▸ **DATA EXTRACT**:
■ ■ ■ ■ ■ ■ ■

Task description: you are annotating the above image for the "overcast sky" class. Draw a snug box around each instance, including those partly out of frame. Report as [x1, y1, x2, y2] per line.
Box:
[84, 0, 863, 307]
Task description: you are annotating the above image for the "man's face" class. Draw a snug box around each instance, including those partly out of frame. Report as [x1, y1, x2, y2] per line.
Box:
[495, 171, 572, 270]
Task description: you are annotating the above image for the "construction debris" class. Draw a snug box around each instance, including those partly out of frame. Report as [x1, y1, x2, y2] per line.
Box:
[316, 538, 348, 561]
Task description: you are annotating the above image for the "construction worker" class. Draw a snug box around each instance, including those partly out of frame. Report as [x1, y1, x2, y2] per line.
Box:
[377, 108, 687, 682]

■ ■ ■ ■ ■ ■ ■

Rewrite the lines above with "snug box" switched to "tight box" everywhere it occurs, leaving everything else unchanged.

▸ **SOLVED EXERCISE**:
Task description: you are annotating the above image for the "overcast sky" class. Draw a tight box around each instance, including those partly out of frame. Report as [x1, y1, x2, y2] per line.
Box:
[84, 0, 863, 307]
Task description: you are annotating the above image for the "man's face" class. Draw a tight box around each instance, including those partly out of frame. Report as [x1, y1, x2, y2] per line.
Box:
[495, 171, 572, 270]
Task description: you are annotating the above image for the "construction debris" class. Draw a tight box around each instance, including those partly out of frame. Report as [x1, y1, x2, y2] per line.
Box:
[316, 538, 348, 561]
Task description: you are annotating the above image for the "construction worker" class. Draw a tight box around each instance, including those partly out of frame. Report as [x1, y1, x2, y2] per line.
Box:
[377, 108, 687, 682]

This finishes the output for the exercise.